#### What is being asked:
Report every line in the material below that contains the word "orange", copying each such line in full.

** start of Data excerpts **

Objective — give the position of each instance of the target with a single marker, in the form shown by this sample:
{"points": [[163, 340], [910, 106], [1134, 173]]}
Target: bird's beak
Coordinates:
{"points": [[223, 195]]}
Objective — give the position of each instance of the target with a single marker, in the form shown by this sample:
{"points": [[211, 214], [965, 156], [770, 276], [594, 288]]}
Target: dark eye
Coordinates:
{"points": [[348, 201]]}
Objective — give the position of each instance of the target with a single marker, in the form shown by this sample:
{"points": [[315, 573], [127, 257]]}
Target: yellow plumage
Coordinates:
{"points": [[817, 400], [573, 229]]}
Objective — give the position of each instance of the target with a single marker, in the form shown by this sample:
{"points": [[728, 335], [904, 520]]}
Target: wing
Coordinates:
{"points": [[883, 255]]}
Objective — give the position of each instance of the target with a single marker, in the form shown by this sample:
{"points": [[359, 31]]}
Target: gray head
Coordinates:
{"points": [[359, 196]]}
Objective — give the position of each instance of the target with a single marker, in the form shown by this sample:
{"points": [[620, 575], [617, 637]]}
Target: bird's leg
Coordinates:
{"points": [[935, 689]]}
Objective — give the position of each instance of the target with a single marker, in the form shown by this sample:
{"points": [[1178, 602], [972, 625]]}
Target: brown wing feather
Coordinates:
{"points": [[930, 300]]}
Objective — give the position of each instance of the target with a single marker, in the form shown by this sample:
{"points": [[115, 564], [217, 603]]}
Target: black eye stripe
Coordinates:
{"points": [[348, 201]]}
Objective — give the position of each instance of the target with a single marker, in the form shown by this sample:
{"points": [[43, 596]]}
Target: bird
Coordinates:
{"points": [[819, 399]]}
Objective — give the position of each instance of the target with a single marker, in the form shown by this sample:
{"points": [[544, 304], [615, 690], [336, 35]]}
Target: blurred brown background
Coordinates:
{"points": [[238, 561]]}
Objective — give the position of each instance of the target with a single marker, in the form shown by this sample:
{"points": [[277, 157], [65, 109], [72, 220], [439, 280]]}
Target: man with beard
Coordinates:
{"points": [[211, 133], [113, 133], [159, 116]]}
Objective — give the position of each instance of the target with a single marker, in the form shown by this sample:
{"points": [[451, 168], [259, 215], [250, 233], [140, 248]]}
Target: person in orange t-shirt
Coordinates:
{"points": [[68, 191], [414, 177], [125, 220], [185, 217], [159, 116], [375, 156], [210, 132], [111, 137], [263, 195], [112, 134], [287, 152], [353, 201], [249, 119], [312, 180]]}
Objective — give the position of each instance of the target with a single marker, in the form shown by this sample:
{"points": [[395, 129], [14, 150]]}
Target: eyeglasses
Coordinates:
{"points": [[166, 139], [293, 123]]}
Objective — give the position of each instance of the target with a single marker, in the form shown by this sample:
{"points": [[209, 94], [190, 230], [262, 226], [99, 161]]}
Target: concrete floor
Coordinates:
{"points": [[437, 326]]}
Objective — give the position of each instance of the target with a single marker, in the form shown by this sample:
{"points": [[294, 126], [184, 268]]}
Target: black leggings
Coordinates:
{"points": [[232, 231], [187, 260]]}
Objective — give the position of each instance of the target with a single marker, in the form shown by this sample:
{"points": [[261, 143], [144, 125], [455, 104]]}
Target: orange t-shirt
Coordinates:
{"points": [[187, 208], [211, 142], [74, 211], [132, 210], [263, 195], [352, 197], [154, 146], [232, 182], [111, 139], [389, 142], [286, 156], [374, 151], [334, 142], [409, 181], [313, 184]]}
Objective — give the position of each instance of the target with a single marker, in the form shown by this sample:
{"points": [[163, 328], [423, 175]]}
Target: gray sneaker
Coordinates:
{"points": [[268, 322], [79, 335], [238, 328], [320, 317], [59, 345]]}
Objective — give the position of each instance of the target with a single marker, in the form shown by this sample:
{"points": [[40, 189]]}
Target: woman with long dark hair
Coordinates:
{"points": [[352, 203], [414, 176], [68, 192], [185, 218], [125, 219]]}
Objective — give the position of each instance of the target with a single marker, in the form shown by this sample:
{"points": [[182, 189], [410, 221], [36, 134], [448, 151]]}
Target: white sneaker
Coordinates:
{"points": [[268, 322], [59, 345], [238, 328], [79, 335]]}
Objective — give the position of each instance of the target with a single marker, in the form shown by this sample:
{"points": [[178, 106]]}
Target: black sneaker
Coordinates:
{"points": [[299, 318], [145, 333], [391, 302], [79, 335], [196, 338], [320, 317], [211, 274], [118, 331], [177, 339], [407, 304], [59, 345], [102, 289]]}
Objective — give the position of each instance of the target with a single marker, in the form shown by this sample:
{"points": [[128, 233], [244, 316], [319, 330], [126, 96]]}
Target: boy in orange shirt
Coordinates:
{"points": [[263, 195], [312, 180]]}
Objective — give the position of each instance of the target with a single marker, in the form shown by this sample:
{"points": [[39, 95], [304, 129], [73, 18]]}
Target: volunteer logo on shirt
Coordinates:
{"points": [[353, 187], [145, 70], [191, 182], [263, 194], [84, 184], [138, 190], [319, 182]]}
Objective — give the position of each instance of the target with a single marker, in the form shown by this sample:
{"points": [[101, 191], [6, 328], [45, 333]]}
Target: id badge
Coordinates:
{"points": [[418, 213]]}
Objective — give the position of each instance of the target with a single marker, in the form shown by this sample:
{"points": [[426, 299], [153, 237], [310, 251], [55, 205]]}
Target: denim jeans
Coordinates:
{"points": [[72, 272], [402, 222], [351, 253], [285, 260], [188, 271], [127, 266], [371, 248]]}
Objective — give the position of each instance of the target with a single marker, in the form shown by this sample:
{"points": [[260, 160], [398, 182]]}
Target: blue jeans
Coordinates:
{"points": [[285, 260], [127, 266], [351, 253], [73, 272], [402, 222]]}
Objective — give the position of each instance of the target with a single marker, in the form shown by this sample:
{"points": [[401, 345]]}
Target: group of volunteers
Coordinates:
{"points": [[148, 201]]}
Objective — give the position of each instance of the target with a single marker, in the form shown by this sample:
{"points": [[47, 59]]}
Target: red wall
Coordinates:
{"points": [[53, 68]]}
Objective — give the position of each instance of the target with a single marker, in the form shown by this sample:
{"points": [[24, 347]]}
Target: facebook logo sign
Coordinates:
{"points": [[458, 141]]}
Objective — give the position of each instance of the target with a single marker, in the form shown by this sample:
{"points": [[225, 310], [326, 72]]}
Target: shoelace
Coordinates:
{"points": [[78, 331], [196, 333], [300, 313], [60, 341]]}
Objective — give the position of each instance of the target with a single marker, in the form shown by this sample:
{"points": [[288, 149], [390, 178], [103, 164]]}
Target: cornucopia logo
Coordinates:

** end of Data excerpts **

#### Task response:
Target: person in orange t-shirt
Target: orange t-shirt
Target: boy in orange shirt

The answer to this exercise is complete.